* [Task objective]: Reproduce the listing verbatim, starting at the line that contains "Spot every yellow corn" and ending at the final line of the listing.

───

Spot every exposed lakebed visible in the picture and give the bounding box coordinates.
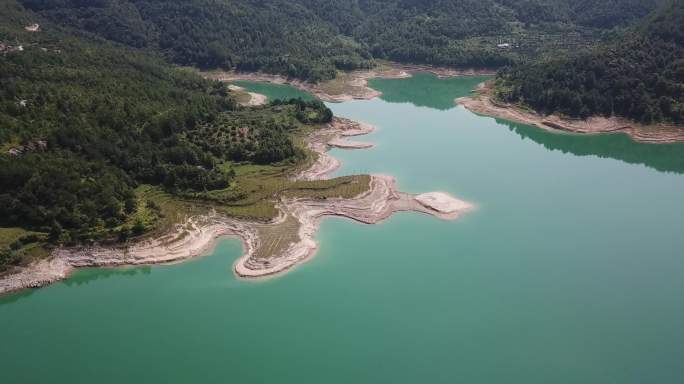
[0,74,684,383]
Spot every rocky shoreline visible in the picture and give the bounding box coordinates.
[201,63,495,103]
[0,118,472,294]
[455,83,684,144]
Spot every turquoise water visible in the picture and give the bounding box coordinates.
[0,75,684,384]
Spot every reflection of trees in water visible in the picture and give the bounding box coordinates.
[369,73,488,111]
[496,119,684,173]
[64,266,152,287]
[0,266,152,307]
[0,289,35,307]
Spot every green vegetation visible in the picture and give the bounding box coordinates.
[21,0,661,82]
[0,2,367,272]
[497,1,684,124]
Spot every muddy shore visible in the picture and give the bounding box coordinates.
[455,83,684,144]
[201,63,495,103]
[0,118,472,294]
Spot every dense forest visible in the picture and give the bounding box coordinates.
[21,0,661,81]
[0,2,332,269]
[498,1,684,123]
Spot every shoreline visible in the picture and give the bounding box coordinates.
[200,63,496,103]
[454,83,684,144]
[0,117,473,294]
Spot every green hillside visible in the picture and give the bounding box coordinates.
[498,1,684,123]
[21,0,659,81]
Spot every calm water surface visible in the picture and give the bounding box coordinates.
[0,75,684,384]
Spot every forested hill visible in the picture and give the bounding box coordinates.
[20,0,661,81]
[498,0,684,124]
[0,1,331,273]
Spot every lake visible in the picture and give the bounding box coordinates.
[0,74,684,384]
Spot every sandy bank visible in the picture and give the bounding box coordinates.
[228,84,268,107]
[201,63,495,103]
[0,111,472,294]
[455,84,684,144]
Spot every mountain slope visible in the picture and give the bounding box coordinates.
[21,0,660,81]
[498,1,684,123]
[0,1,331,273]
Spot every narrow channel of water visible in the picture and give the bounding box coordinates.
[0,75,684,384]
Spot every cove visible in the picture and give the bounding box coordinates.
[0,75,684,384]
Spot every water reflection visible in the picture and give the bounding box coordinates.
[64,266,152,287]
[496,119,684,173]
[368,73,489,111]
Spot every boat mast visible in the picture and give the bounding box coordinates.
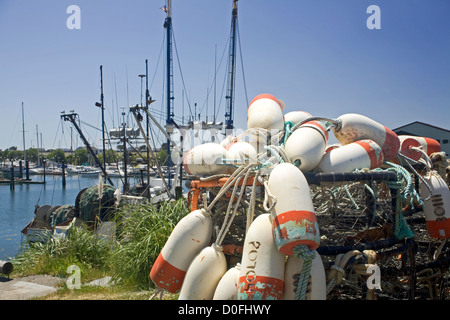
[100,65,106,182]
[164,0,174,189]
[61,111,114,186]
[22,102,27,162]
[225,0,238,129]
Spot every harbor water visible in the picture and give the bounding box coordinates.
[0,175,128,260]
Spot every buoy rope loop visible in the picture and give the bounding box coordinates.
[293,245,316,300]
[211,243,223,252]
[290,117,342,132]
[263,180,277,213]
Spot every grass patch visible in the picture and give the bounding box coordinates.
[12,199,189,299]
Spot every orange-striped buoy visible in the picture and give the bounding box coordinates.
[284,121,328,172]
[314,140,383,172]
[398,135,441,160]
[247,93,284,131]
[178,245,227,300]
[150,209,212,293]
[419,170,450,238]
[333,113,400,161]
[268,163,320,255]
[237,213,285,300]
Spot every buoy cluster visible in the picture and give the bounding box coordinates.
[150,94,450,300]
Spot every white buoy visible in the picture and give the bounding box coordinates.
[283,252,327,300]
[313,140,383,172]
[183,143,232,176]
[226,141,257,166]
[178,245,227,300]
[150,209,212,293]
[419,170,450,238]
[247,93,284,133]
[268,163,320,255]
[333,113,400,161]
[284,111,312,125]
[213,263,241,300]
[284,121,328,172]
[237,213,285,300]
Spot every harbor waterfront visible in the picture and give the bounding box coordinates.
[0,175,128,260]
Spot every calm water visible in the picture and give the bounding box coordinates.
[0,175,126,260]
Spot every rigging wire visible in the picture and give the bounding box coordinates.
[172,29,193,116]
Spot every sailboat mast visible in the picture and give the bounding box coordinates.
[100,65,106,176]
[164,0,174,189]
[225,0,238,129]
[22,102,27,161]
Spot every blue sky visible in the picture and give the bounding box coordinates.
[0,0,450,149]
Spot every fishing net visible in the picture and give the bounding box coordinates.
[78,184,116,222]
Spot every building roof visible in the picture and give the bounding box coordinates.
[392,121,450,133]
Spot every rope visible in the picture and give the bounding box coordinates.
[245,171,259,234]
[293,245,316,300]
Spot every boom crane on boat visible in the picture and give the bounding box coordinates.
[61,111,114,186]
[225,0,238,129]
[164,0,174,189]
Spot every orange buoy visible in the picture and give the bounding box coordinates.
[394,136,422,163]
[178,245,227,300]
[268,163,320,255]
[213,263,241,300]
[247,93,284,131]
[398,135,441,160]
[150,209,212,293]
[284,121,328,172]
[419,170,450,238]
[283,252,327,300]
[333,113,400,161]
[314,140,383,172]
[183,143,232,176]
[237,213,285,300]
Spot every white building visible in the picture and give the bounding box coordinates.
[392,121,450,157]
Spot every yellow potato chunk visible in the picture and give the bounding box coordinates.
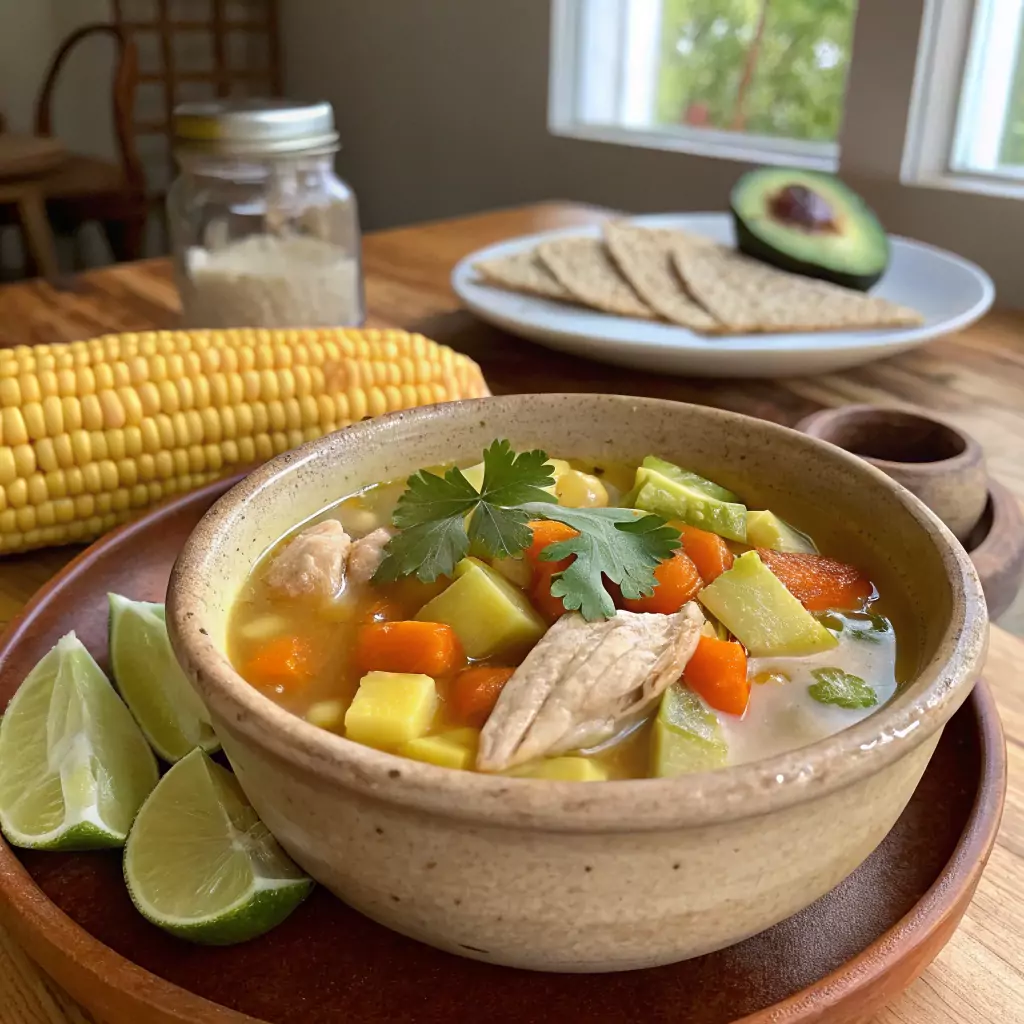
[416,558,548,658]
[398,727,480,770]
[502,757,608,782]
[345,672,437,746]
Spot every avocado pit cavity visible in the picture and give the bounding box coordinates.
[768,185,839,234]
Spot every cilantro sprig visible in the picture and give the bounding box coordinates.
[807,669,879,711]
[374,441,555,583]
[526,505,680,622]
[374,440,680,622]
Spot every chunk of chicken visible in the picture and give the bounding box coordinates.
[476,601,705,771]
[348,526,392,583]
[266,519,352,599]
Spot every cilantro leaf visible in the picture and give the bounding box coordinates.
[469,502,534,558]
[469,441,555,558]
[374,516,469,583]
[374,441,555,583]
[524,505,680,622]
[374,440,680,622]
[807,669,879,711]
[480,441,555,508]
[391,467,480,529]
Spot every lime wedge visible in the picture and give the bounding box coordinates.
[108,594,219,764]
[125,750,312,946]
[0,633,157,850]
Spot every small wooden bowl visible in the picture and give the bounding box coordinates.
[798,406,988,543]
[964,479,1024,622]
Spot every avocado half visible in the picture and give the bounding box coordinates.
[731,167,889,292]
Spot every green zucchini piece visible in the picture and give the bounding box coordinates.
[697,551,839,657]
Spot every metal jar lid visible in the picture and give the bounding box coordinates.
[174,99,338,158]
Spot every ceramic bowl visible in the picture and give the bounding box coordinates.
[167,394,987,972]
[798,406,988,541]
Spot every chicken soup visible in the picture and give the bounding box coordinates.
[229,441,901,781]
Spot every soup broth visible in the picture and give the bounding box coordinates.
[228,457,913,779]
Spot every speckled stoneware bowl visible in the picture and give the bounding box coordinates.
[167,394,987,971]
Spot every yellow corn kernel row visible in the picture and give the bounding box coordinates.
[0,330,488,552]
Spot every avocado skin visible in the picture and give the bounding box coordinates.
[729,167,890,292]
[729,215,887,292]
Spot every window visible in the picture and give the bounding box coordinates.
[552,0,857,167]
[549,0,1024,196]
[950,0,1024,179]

───

* [Task solution]:
Spot every yellow corn kernel row visible in the picture and give the bounding box coordinates.
[0,330,488,552]
Spot every avocado skin visible in the picture and give the bounding box coordinates.
[729,167,890,292]
[729,215,887,292]
Spot every window visible in the picture and give the bounding box coordinates.
[552,0,857,167]
[549,0,1024,196]
[950,0,1024,179]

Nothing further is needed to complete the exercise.